Please reproduce, word for word, the lines of the data below from the one containing "Existence query for the wagon tail" through the one containing "[261,0,838,101]", including both.

__________

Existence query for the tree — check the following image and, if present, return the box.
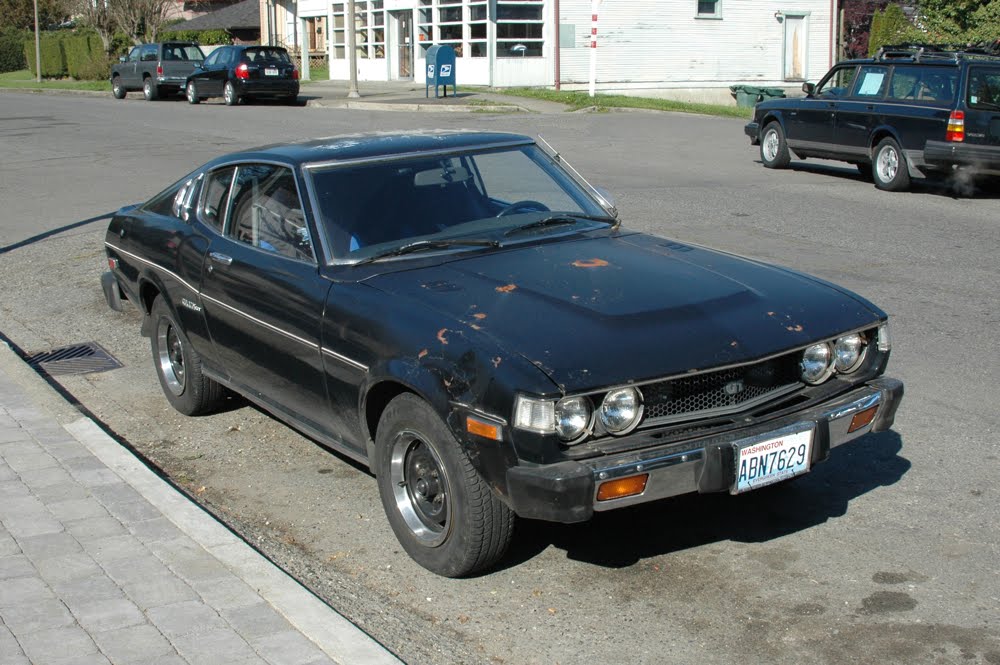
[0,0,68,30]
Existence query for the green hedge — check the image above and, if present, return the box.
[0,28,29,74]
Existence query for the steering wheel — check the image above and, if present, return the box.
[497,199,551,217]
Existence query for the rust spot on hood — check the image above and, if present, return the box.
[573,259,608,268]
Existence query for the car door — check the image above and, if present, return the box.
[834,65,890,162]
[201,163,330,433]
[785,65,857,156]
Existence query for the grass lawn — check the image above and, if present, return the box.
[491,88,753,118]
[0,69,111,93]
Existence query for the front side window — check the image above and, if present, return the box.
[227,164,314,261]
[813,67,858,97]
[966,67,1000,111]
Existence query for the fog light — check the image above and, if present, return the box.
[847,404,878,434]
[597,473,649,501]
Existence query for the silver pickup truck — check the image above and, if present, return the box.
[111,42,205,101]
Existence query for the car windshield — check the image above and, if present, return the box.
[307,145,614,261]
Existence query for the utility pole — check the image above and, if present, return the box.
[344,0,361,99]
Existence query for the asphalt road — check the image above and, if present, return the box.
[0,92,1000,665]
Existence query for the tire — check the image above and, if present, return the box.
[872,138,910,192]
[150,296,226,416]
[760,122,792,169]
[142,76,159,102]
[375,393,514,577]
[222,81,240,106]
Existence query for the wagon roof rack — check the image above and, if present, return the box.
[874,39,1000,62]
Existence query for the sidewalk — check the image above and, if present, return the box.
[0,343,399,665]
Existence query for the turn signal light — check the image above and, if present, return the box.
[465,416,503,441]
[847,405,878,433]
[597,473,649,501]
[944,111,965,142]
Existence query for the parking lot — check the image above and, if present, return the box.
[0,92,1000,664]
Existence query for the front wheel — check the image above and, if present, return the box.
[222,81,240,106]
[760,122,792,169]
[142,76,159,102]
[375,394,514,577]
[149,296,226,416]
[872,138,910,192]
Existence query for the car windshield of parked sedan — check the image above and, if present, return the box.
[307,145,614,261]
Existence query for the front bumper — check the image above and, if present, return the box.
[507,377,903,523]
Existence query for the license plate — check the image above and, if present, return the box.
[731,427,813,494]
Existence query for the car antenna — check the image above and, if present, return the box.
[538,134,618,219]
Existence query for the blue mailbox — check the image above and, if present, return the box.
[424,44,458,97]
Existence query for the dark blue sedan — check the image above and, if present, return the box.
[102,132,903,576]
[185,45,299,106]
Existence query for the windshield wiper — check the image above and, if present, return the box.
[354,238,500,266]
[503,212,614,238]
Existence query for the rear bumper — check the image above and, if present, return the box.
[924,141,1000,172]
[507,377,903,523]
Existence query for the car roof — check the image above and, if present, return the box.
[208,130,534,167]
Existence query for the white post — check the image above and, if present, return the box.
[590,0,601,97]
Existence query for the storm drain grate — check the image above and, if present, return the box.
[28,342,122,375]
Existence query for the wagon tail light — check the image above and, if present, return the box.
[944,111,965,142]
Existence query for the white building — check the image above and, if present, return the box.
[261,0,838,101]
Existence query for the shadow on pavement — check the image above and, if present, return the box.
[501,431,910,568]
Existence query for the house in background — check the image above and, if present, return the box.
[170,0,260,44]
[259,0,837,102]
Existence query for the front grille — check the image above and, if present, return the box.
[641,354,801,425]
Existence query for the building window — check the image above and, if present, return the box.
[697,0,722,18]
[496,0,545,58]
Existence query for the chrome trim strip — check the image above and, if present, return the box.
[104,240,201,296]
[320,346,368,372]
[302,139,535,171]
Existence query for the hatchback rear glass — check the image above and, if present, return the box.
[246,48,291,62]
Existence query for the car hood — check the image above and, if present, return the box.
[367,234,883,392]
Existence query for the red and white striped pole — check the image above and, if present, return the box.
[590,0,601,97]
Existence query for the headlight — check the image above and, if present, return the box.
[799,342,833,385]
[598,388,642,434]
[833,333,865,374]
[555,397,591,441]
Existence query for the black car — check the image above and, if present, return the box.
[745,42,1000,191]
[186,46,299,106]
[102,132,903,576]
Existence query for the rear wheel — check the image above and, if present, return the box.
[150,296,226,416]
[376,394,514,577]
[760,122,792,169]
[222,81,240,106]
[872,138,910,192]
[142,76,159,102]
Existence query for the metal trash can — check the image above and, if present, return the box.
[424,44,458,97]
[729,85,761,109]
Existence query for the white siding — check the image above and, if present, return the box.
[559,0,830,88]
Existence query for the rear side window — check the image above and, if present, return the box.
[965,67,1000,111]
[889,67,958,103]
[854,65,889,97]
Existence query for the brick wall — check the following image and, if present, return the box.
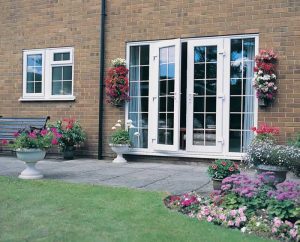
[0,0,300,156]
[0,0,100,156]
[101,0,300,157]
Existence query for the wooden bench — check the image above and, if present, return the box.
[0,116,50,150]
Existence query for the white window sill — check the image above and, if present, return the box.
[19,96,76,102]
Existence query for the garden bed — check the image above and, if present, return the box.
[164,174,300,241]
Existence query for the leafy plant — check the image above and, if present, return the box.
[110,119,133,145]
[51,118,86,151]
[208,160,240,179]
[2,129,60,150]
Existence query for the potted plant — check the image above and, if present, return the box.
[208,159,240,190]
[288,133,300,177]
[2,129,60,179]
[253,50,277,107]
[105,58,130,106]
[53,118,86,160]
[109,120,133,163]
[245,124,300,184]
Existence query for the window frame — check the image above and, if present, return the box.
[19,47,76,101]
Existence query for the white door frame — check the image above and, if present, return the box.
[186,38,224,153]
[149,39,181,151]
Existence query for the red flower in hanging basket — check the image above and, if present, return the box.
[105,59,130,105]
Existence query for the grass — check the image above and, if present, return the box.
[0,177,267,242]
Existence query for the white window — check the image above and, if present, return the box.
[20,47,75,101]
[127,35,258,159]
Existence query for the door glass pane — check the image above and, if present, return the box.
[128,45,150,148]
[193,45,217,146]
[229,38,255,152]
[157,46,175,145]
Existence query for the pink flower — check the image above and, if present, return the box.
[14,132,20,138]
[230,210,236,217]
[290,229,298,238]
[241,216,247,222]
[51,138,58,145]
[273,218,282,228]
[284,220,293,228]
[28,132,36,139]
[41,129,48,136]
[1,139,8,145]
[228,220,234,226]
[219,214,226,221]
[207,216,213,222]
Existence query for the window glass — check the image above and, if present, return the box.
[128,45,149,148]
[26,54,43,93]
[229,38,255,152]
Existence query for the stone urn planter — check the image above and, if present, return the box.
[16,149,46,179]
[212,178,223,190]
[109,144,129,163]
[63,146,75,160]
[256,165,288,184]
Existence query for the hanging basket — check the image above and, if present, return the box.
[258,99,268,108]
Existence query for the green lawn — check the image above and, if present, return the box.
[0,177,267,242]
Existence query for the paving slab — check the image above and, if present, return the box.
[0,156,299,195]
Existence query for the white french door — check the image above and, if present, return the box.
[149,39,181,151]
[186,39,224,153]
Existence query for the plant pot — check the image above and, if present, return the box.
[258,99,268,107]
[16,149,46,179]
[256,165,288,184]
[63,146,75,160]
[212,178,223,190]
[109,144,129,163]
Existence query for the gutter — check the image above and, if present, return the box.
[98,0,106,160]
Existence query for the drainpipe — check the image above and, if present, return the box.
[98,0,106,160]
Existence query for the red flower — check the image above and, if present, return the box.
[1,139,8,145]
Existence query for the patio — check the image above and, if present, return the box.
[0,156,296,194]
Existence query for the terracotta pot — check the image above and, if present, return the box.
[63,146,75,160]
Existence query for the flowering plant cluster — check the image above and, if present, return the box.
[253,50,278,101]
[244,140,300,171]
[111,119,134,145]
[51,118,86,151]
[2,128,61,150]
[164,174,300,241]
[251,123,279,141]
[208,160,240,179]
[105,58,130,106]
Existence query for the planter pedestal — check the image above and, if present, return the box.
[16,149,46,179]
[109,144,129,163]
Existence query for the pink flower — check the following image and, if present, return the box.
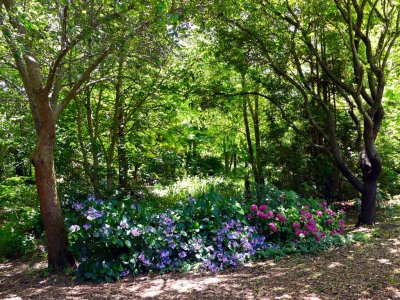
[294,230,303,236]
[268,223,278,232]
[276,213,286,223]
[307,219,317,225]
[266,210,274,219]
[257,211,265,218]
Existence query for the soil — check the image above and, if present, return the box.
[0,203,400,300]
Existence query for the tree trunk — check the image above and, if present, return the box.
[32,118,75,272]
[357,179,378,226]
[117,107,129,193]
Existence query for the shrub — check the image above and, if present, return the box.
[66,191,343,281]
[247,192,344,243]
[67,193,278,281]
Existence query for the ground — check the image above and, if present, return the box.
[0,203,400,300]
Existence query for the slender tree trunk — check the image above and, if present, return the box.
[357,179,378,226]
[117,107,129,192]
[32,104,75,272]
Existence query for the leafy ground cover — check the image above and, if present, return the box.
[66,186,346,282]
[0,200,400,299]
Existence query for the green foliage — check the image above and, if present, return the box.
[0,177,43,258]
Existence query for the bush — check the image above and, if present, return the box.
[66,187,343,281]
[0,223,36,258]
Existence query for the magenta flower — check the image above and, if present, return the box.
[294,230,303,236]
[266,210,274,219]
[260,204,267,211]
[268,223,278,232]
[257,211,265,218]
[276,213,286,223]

__________

▶ _Exercise solution_:
Existence query for the wagon tail light — check the image above and, if present, return the box.
[944,111,965,142]
Existence query for the white building — check the image above and, if present, return the box.
[261,0,838,101]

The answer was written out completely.